Merck & Co showed steady first quarter growth of 12%, driven by increasing demand for its allergy medication Singulair and newer products including the diabetes pill Januvia and the cervical cancer vaccine Gardasil, coupled with a strict programme of spending restraints following the loss of older drugs to generic competition.

The company said net income rose to $1.7 billion, or 78 cents a share, from $1.52 billion, or 69 cents a share the previous year. Profit, excluding costs from job cuts and plant closures, was 84 cents a share. Revenue increased 7% to $5.77 billion from $5.41 billion, beating analysts estimates. On average, analysts polled by Thomson Financial expected earnings of 84 cents a share on revenue of $5.36 billion.

Richard T Clark, chief executive officer and president, said of the results, “We still have much to do to realise our longer-term goals, but we are executing on our plan with confidence.”

Merck has struggled to increase profits since Vioxx was withdrawn from the market in September 2004 with the loss of £2.5 billion in annual revenues. The company was also hit by generic competition for its cholesterol drug Zocor when it came off patent last year losing the company a further £800 million in revenue. Clark has fired workers and closed plants to offset these losses, a policy which appears to have paid off.

“Merck’s recent successes with new products coupled with spending restraints and the recent setbacks for prospective competitors has improved the visibility of it earnings outlook,” said UBS Securities analyst Roopesh Patel in a note to clients.

Product performance

In February, the US Food and Drug Administration (FDA) asked for further data on the diabetes pill Galvus, which gave Merck’s Januvia additional time in the market without a competitor. This undoubtedly helped Januvia reach sales of £87 million for the first quarter following its launch in October as the only DPP-4 inhibitor for the treatment of type 2 diabetes,.

The blockbuster and highlight of the Merck stable, Singulair for the treatment of chronic asthma and allergic rhinitis, added to earnings by recording strong sales growth of 25%, reaching $1 billion for the quarter. Combined global sales of Zetin and Vytorin, as reported by the Merck/Schering-Plough partnership, reached $1.2 billion, representing growth of 47%, although the results are recorded in equity income from affiliates.

Also helping Merck obtain double-digit earnings were the angiotensin receptor blockers, Cozar and Hyzaar, with combined sales of $798 million, an increase of 14%. While total vaccine sales were $903 million compared to $272 million last year, led by solid performance by Gardasil at $365 million, and Rotateq at $85 million. Revenues from Fosamax and Fosamax Plus D were less solid, falling by 2% from the previous year to $742 million.

Merck said it expects to report second-quarter earnings of 62 to 68 cents a share, down from 69 cents a year ago on revenue similar to the first quarter.

▶ **RAW DATA**:
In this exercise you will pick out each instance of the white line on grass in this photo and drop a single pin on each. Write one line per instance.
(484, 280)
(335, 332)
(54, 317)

▶ **YOUR TASKS**:
1) Please list every product named in the paragraph of the Merck earnings article that begins "Also helping Merck obtain double-digit earnings".
2) Render this sentence from the Merck earnings article in Spanish: "Merck said it expects to report second-quarter earnings of 62 to 68 cents a share, down from 69 cents a year ago on revenue similar to the first quarter."

▶ **ANSWER LIST**:
1)
Cozar
Hyzaar
Gardasil
Rotateq
Fosamax
Fosamax Plus D

2) Merck dijo que espera reportar ganancias del segundo trimestre de 62 a 68 centavos por acción, por debajo de los 69 centavos de hace un año, con ingresos similares a los del primer trimestre.